Given passage:
I have been becoming more and more aware of my 12 year older poor grammar when speaking. I have often just corrected him and moved on, but now that he is starting to do more written narrations, I am becoming more and more aware that this is a real problem. Only a moment ago I over heard my 8 year old telling him that “standed isn’t a word. You should have said you stood outside the door.”. Of course big brother argued that yes, standed is a word. (I don’t think little brother correcting him went over too well.)
Anyway, it has become obvious to me that I need to focus more on verb tenses and usage. We’re still trying to get him to use spaces, punctuation and complete sentences.
I am wondering if I should start a more formal grammar curriculum (right now I am only addressing the above mentioned errors regularly. We are not dwelling on spelling yet because all of these things are so difficult for him. I would like him to type more assignments, but my laptop is on it’s last legs, so we don’t use it very often. We use my playbook most often to look things up. Also, unless I turn off the auto correct, it will correct his spelling and grammar. I can’t decide if that’s good or bad.
Formal grammar is on our list for next year, though I’ve still not decided if I will go with Easy Grammar PLUS or something else. Should I bump this up and start sooner?
It is a dilemma isn’t it? First though, I would never never have the computer correct anything they spell. In fact, I embarrassed myself badly by having it turned off a few months ago. I’m working on a degree online, and I submitted a paper that didn’t do as well as usual. The comments were that I should have corrected the mistakes that my computer had underlined for me. Apparently, when I submitted my paper, the corrections showed up for the instructor; but they had not been on my screen! I couldn’t have felt more stupid. How lazy he must have thought I was!
Anyway, does your son do copywork? My kids were asking me today why they do that. We haven’t done that much of it, but I think I see improvements since we started. Just make sure it is good quality and correctly written literature or whatever they copy from. We don’t do poetry or scripture because sometimes those have strange punctuation, spelling, capitalization, or they aren’t complete sentences.

Records supplied:
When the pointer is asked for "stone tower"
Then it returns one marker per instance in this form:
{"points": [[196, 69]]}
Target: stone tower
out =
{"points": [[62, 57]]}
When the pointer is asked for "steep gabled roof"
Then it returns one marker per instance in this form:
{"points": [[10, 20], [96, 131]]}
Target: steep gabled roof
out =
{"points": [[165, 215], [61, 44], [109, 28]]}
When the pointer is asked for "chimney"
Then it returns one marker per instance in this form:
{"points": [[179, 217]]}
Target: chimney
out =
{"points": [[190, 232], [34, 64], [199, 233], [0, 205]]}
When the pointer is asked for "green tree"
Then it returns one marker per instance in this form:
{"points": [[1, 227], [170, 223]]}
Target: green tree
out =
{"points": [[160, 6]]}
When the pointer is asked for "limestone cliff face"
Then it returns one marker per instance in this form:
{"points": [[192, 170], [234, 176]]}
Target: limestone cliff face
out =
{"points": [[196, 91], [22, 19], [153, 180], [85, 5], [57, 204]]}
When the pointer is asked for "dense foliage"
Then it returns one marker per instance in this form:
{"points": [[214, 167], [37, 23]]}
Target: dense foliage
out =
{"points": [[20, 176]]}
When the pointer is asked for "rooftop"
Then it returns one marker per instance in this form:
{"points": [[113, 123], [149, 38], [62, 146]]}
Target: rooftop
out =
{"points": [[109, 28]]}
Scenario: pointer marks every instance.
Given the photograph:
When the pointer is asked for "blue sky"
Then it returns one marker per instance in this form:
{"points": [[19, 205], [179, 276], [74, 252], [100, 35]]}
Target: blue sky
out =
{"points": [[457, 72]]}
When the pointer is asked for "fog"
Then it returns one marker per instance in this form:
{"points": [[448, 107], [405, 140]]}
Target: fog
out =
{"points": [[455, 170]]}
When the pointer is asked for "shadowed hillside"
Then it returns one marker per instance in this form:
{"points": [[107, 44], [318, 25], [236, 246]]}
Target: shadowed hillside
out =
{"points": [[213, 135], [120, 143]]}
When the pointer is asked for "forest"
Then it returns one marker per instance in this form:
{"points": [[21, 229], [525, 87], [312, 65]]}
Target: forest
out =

--

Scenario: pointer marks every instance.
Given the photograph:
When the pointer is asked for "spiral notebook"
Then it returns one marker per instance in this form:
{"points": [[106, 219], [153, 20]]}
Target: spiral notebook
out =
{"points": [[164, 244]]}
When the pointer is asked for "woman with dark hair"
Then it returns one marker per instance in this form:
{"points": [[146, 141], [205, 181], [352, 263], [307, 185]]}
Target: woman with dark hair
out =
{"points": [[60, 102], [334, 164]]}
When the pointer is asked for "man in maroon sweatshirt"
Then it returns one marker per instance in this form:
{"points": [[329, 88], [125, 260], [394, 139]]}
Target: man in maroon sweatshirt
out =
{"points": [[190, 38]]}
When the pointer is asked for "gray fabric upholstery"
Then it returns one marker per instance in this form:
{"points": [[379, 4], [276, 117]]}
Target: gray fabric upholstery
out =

--

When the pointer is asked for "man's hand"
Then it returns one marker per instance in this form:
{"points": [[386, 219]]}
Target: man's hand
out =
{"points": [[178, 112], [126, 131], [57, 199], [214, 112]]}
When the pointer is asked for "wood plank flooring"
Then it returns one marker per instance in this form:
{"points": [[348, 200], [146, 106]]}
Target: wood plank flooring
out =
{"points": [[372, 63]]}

Exercises:
[A] Reproduce the grammar discussion from "It is a dilemma" to "thought I was!".
[B] List the reasons the grammar discussion gives for not using poetry or scripture for copywork.
Work only from the grammar discussion.

Per-task answers:
[A]
It is a dilemma isn’t it? First though, I would never never have the computer correct anything they spell. In fact, I embarrassed myself badly by having it turned off a few months ago. I’m working on a degree online, and I submitted a paper that didn’t do as well as usual. The comments were that I should have corrected the mistakes that my computer had underlined for me. Apparently, when I submitted my paper, the corrections showed up for the instructor; but they had not been on my screen! I couldn’t have felt more stupid. How lazy he must have thought I was!

[B]
- Strange punctuation
- Strange spelling
- Strange capitalization
- They aren't complete sentences